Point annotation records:
+-------+
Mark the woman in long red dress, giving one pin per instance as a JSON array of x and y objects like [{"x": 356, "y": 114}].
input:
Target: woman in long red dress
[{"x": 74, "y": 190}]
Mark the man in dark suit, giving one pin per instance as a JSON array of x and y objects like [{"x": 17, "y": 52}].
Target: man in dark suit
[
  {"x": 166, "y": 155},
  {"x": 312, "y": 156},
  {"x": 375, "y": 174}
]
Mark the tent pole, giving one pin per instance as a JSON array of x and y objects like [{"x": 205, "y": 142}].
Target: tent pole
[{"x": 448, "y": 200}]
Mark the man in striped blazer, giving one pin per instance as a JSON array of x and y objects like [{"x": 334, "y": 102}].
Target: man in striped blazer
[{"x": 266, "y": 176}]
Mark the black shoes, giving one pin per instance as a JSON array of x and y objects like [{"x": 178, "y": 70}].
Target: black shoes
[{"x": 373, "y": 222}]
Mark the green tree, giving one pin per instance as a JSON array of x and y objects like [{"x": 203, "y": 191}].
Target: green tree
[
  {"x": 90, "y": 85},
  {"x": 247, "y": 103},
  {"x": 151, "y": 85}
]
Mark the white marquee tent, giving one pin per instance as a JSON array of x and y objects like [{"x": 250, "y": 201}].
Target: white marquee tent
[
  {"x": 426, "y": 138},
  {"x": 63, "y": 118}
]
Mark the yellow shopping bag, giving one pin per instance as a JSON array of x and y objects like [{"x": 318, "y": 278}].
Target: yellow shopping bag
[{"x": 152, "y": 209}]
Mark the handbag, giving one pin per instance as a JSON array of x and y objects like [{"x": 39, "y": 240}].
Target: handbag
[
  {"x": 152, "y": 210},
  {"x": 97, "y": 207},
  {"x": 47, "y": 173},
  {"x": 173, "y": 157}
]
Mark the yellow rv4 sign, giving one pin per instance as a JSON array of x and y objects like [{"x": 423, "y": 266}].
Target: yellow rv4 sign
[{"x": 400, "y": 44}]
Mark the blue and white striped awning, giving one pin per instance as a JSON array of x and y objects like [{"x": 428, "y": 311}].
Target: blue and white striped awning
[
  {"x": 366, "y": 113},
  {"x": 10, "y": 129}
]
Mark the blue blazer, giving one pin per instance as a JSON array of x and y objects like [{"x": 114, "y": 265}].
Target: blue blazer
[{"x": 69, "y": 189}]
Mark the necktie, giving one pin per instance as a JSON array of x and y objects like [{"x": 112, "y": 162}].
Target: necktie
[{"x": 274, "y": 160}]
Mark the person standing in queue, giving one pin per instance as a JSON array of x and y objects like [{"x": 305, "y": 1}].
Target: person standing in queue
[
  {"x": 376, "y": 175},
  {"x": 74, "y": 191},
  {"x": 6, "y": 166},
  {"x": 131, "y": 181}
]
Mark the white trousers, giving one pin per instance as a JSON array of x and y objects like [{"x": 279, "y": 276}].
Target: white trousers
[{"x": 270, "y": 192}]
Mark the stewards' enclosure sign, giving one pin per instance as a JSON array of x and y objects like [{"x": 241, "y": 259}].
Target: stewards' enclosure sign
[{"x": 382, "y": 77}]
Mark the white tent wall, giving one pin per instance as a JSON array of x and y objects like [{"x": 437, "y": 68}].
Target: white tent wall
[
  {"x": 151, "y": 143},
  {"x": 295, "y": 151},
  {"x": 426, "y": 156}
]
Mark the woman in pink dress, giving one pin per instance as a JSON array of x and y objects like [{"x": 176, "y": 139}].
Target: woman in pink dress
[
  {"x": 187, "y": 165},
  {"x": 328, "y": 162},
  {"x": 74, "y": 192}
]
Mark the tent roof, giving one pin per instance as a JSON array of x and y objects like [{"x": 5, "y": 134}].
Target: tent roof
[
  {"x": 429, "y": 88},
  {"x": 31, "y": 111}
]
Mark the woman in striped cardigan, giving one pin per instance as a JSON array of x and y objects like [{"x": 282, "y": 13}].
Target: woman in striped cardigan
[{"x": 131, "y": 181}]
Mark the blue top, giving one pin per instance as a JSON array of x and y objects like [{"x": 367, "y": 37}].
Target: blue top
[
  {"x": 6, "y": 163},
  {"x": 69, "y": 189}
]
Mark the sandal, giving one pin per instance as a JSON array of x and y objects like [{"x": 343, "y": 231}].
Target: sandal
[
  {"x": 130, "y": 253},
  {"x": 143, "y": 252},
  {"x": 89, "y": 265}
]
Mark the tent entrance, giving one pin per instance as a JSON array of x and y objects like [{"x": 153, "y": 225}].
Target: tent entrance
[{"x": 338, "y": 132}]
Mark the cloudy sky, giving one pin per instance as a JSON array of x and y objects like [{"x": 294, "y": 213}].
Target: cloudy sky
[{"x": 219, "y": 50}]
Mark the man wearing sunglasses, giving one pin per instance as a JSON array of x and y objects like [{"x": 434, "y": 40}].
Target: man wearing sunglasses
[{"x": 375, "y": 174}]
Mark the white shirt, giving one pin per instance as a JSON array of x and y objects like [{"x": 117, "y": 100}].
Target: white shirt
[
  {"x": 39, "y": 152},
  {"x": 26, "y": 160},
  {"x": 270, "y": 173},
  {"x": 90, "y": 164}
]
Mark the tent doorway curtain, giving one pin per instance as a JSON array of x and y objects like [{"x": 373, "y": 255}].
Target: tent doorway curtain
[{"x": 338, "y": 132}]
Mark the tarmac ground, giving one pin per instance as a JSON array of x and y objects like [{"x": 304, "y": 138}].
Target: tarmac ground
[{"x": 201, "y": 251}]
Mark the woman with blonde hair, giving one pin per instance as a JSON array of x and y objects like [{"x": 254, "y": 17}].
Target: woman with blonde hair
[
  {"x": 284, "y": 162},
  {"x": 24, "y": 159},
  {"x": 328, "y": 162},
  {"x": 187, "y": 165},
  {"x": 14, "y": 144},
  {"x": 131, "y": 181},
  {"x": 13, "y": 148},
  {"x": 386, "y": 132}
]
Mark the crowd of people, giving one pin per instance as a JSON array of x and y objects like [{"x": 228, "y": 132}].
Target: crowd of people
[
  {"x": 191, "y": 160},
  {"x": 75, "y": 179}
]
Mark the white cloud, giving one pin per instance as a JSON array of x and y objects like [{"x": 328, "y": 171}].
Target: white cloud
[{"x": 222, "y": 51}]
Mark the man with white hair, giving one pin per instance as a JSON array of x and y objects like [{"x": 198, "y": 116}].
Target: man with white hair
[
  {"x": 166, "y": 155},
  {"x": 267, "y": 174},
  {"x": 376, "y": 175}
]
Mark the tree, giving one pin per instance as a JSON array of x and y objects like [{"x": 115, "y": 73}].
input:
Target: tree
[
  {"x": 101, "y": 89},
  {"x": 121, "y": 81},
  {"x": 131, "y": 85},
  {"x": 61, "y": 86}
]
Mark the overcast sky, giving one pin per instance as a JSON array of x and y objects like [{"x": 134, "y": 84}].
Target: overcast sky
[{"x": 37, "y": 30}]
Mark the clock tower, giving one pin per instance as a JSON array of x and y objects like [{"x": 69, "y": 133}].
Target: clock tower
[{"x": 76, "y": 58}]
+-------+
## Goal:
Return the line that contains "Mark the man wearing" and all lines after it, verbatim, and nothing else.

## The solution:
Mark the man wearing sunglasses, giving one pin per instance as a JSON array of x and y objects like [{"x": 434, "y": 40}].
Target: man wearing sunglasses
[{"x": 375, "y": 174}]
Mark the white shirt, giving one pin per instance as a JSON array of x and y objects like [{"x": 117, "y": 100}].
Target: white shirt
[
  {"x": 39, "y": 152},
  {"x": 26, "y": 160},
  {"x": 270, "y": 173},
  {"x": 90, "y": 164}
]
Mark the tent doorway curtain, giving one pin per instance as a JSON array of x and y objects like [{"x": 373, "y": 255}].
Target: tent doorway curtain
[{"x": 338, "y": 132}]
Mark the tarmac ground, giving one pin per instance as a JSON array of x and y objects like [{"x": 304, "y": 138}].
Target: tarmac ground
[{"x": 201, "y": 251}]
Mark the woman with blonde hair, giving one pin per instance as a JSON array of x and y objects like [{"x": 254, "y": 17}].
Target: woman with blonde hair
[
  {"x": 284, "y": 162},
  {"x": 24, "y": 159},
  {"x": 328, "y": 162},
  {"x": 187, "y": 165},
  {"x": 14, "y": 144},
  {"x": 131, "y": 181},
  {"x": 13, "y": 148},
  {"x": 386, "y": 132}
]
Mark the crowd of people, giving one pin per instance as a JSON array of x and y objects like [{"x": 228, "y": 132}].
Target: crowd of people
[
  {"x": 191, "y": 160},
  {"x": 75, "y": 179}
]
Mark the white cloud, giving one pin per instance as a JSON array of x and y objects like [{"x": 328, "y": 171}].
Target: white cloud
[{"x": 222, "y": 51}]
Mark the man with white hair, giving one pin per instance as a JSON array of x and y objects like [{"x": 198, "y": 116}].
Target: man with white hair
[
  {"x": 166, "y": 155},
  {"x": 267, "y": 174},
  {"x": 376, "y": 175}
]
Mark the tree, giving one pin per instance as a JSON array of x and y objects like [{"x": 115, "y": 73}].
input:
Target: tree
[
  {"x": 101, "y": 89},
  {"x": 121, "y": 81},
  {"x": 131, "y": 85},
  {"x": 61, "y": 86}
]
Mark the overcast sky, giving one pin per instance as a JSON array of x and y objects like [{"x": 134, "y": 84}].
Target: overcast sky
[{"x": 37, "y": 30}]
Mark the clock tower, giving one pin per instance as a JSON array of x and y objects like [{"x": 69, "y": 133}].
Target: clock tower
[{"x": 76, "y": 58}]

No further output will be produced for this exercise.